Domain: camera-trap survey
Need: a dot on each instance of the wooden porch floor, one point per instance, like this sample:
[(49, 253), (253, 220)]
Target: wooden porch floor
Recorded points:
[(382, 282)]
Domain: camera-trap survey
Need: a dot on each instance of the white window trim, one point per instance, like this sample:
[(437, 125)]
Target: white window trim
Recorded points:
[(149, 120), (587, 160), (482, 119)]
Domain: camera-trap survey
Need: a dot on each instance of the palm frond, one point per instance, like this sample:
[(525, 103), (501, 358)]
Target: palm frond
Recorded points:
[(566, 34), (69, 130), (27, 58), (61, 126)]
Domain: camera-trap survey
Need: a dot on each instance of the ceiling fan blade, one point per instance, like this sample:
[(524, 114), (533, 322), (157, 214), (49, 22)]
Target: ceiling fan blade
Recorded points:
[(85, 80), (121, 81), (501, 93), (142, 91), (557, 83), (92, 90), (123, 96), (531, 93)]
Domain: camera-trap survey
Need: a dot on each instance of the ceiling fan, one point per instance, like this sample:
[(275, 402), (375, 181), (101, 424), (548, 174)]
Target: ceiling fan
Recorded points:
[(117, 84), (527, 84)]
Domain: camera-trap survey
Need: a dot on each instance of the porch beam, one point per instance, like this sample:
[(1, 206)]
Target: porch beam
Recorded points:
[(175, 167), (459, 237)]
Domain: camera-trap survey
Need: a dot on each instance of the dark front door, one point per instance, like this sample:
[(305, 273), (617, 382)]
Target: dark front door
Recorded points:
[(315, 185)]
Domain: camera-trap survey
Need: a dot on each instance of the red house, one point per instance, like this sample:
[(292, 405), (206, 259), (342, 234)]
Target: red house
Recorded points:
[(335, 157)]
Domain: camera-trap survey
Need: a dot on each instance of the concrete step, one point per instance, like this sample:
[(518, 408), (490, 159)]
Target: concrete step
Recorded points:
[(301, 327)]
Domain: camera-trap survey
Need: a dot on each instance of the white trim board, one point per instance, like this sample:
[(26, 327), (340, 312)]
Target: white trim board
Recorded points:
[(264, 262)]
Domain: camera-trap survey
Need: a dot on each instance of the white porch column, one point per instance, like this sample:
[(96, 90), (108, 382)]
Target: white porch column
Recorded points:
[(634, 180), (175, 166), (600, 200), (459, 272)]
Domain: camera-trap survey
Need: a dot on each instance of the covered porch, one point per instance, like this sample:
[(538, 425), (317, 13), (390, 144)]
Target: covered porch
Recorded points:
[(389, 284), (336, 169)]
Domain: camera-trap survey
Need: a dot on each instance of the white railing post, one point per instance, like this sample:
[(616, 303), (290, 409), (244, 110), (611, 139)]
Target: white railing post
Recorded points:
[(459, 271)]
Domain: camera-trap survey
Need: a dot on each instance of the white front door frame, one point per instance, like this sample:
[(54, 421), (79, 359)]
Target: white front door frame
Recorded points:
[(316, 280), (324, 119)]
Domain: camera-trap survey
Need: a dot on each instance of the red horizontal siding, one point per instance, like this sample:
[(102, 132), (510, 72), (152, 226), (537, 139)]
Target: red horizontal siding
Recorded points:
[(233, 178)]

==

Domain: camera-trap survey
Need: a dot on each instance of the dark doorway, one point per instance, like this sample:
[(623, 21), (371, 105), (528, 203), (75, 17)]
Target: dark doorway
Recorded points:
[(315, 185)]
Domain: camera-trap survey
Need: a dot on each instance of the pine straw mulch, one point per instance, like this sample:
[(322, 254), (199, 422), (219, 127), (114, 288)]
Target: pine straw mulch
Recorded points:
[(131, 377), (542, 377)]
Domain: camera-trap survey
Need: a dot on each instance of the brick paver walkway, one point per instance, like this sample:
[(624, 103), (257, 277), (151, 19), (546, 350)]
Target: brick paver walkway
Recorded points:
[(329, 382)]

**Objective:** Tally the rows above that contain the string "beam", where case counts, and reply with the number alone.

**Finished task:** 2